**Task brief:**
Please print the passage on Lamb's hydrostatic adjustment problem below word for word, from "The final equilibrium" to "than for warming.".

**Page extract:**
The final equilibrium state of Lamb's hydrostatic adjustment problem is found for finite amplitude heating. Lamb's problem consists of the response of a compressible atmosphere to an instantaneous, horizontally homogeneous heating. Results are presented for both isothermal and nonisothermal atmospheres.

As in the linear problem, the fluid displacements are confined to the heated layer and to the region aloft with no displacement of the fluid below the heating. The region above the heating is displaced uniformly upward for heating and downward for cooling. The amplitudes of the displacements are larger for cooling than for warming.

Examination of the energetics reveals that the fraction of the heat deposited into the acoustic modes increases linearly with the amplitude of the heating. This fraction is typically small (e.g., 0.06% for a uniform warming of 1 K) and is essentially independent of the lapse rate of the base-state atmosphere. In contrast a fixed fraction of the available energy generated by the heating goes into the acoustic modes. This fraction (e.g., 12% for a standard tropospheric lapse rate) agrees with the linear result and increases with increasing stability of the base-state atmosphere.

The compressible results are compared to solutions using various forms of the soundproof equations. None of the soundproof equations predict the finite amplitude solutions accurately. However, in the small amplitude limit, only the equations for deep convection advanced by Dutton and Fichtl predict the thermodynamic state variables accurately for a nonisothermal base-state atmosphere.

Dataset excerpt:
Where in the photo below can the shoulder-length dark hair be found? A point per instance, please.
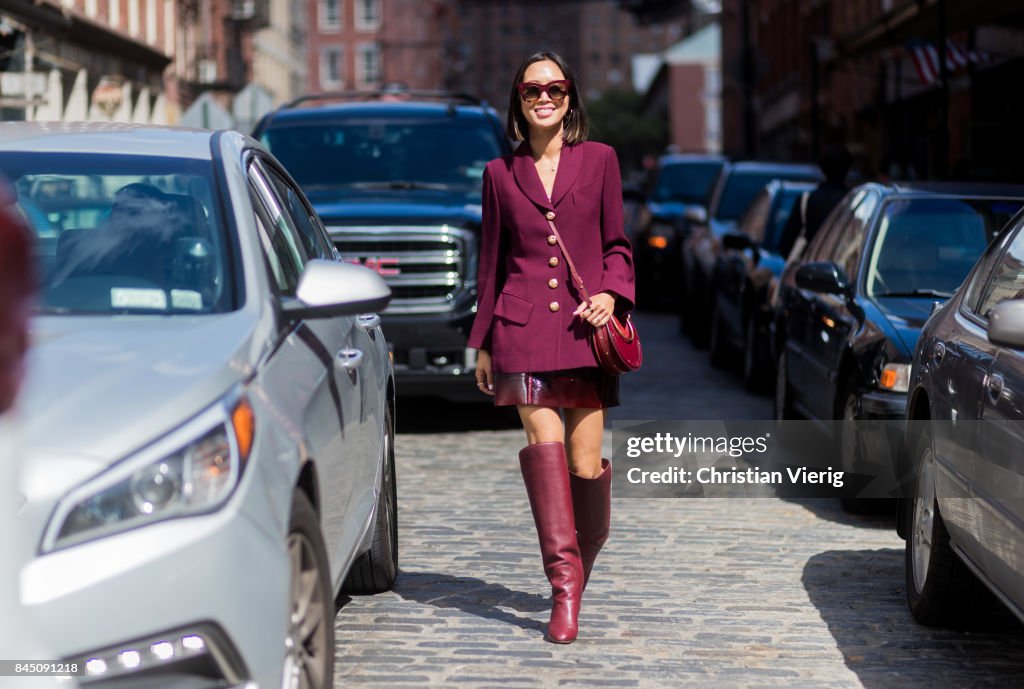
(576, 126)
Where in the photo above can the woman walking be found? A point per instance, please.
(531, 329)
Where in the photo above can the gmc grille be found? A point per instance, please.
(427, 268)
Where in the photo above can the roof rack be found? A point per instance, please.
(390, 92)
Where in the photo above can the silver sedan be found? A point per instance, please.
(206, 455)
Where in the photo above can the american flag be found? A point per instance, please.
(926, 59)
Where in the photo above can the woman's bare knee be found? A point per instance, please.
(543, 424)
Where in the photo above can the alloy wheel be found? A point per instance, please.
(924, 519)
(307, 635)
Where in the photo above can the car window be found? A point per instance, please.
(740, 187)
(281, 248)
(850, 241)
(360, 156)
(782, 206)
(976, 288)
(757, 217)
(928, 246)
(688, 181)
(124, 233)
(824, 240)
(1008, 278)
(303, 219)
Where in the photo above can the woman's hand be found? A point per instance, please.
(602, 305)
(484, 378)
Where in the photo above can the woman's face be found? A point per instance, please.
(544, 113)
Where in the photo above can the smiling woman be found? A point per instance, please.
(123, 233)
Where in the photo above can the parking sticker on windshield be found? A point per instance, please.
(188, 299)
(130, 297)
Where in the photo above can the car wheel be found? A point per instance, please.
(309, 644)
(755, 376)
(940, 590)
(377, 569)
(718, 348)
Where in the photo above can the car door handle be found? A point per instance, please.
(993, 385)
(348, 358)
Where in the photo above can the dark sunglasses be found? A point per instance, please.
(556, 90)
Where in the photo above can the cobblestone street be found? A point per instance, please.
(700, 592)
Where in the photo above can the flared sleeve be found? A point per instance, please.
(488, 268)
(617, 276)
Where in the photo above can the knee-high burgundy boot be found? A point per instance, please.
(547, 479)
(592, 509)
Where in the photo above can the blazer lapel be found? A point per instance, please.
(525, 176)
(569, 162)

**Complete answer:**
The final equilibrium state of Lamb's hydrostatic adjustment problem is found for finite amplitude heating. Lamb's problem consists of the response of a compressible atmosphere to an instantaneous, horizontally homogeneous heating. Results are presented for both isothermal and nonisothermal atmospheres.

As in the linear problem, the fluid displacements are confined to the heated layer and to the region aloft with no displacement of the fluid below the heating. The region above the heating is displaced uniformly upward for heating and downward for cooling. The amplitudes of the displacements are larger for cooling than for warming.